## Task brief
The required output is a copy of each line in the material below that includes "cloud".

## Supplied entries

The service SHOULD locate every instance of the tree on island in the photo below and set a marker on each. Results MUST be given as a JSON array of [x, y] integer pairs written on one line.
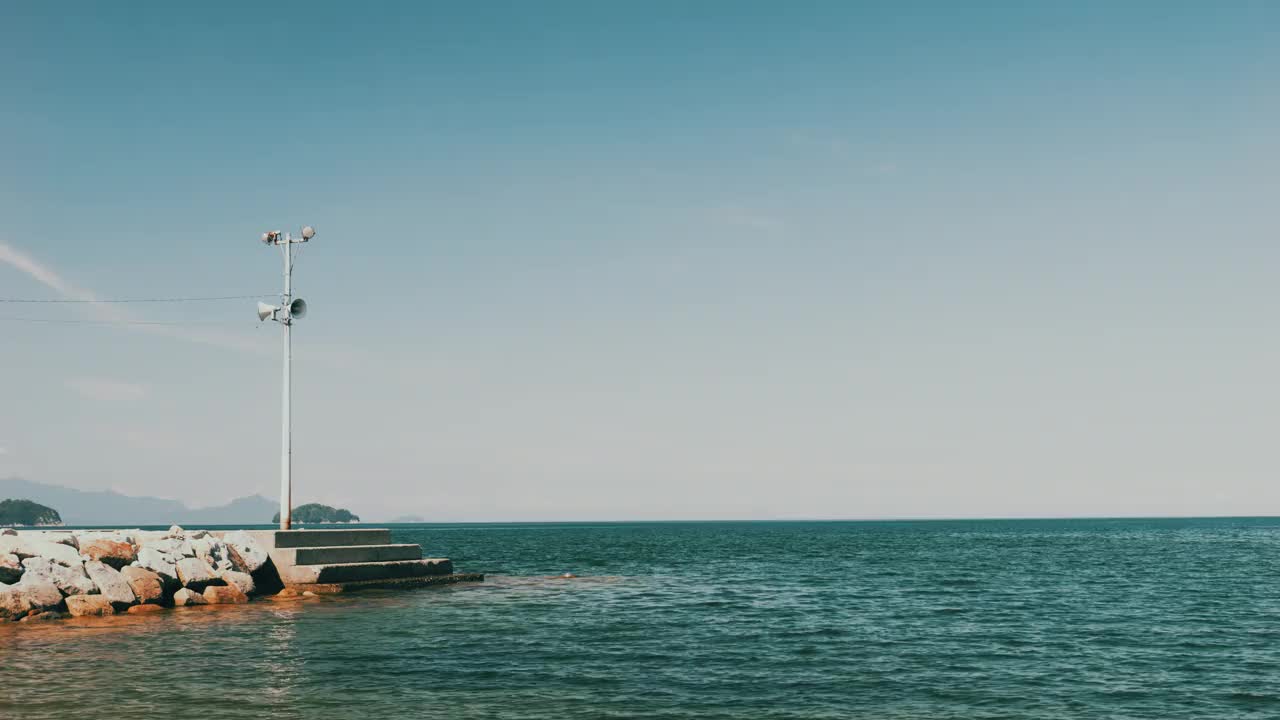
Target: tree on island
[[27, 513], [316, 513]]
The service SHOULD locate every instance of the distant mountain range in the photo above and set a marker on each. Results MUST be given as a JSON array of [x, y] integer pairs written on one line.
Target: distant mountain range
[[109, 507]]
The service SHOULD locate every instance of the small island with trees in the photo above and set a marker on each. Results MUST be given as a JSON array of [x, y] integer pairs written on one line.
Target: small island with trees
[[316, 513], [24, 513]]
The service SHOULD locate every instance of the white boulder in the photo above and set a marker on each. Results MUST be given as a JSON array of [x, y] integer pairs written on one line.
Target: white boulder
[[196, 574], [242, 580], [112, 584], [10, 568], [69, 580], [159, 563]]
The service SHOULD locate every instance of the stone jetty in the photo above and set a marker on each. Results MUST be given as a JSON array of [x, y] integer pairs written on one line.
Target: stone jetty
[[50, 574]]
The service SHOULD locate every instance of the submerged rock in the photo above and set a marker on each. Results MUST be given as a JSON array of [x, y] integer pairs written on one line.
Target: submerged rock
[[225, 595], [44, 616], [145, 584], [69, 580], [242, 580], [112, 584], [82, 605], [196, 574], [140, 609], [186, 596], [109, 551]]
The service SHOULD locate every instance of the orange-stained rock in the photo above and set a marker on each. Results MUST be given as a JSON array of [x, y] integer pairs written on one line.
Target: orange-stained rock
[[141, 609], [187, 596], [44, 616], [145, 584], [81, 605], [109, 552], [227, 595]]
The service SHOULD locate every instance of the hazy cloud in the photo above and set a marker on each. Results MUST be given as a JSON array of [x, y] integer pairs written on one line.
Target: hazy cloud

## Solution for this task
The service SHOULD locate every instance of the hazy cloud in the photo above and set a marker on each. Results MUST be given as a JSON array of [x, y] integer pairs written on one line.
Target: hazy cloud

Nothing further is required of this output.